_Study text_
== == ==

The festival was founded by the Russian Guild of Film Directors.

Actor Georgiy Zhzhonov (1915–2005) was a jury member at the festival for a number of years. He also travelled around the country throughout the year with Stalker, and addressed the audiences.

The MacArthur Foundation, a U.S.-based philanthropic organisation, awarded a total of around $850,000 in six separate grants to the Guild between 2005 and 2014 to support the festival.

In 2010, one of its regional events took place in the public library in Rostov-on-Don. It was the fifth time that the event had been held in the city, but this was the first time it had been funded by a grant from the European Union. Feature films dedicated to peace in the Caucasus were screened, and included Q&A sessions with the filmmakers. Vadim Abdrashitov's film Dancer's Time was the first to be shown.

In recent years, described as a "large-scale film event", Stalker has been held in Kursk.

== == ==

_The data_
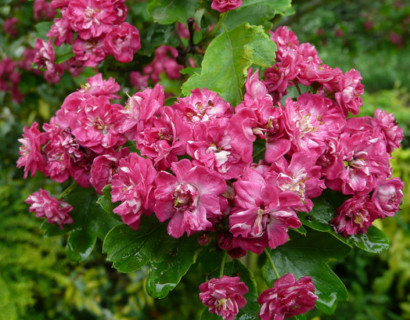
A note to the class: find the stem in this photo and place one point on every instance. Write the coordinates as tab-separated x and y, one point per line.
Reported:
272	264
221	272
67	191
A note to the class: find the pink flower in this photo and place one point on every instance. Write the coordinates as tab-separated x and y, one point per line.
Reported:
96	86
31	156
261	211
61	31
224	296
287	298
97	125
55	211
163	138
387	196
90	52
45	58
65	157
122	42
211	146
362	152
355	216
104	167
311	122
300	177
349	92
10	26
393	134
225	5
43	10
203	105
138	80
132	185
187	198
91	18
140	110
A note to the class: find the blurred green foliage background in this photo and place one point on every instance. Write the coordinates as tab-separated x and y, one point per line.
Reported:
38	282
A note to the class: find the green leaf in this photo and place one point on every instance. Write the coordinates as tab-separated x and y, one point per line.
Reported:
374	240
308	256
318	219
168	259
170	11
90	222
227	59
63	53
256	12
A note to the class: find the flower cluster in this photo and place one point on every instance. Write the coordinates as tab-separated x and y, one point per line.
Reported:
55	211
239	174
288	297
94	28
225	5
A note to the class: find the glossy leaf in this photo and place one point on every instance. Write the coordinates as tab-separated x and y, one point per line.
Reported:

== == ==

_Tasks to perform_
1) Reproduce the passage on the Stalker film festival word for word, starting with "Actor Georgiy Zhzhonov" and going on through "support the festival.".
2) Write what follows the last sentence of the passage on the Stalker film festival, continuing it from where it stops.

_Exercise results_
1)
Actor Georgiy Zhzhonov (1915–2005) was a jury member at the festival for a number of years. He also travelled around the country throughout the year with Stalker, and addressed the audiences.

The MacArthur Foundation, a U.S.-based philanthropic organisation, awarded a total of around $850,000 in six separate grants to the Guild between 2005 and 2014 to support the festival.

2)
In December 2020, at the 26th edition of the film festival, makers of animated films were included in the awards for the first time.

==Aims and description==
The festival aims to raise awareness of and educate audiences about human rights by means of cinema, and to encourage filmmakers who make films about human rights. It presents the best feature films and documentaries on the theme of human rights, not just for a small group of professionals, but for a huge audience. Cinema is seen as a way to connect and communicate with a large number of viewers. It gives people the opportunity to watch and discuss films representing standards and norms for the protection of human rights, that are enshrined in Russian laws, international conventions and the Universal Declaration of Human Rights. It is non-commercial and non-political, and all screenings are free.

The film festival opens on 10 December each year, the day when adoption of the Universal Declaration of Human Rights is commemorated worldwide. On this day, Stalker Special Prizes for Human Rights are awarded to human rights heroes of documentaries in Moscow.

The main programs of the film festival are:
- Feature and Documentary Film Competition
- International Panorama of Human Rights Films
- Film festival events in the regions of Russia, known as "Charity Actions" (during the following year)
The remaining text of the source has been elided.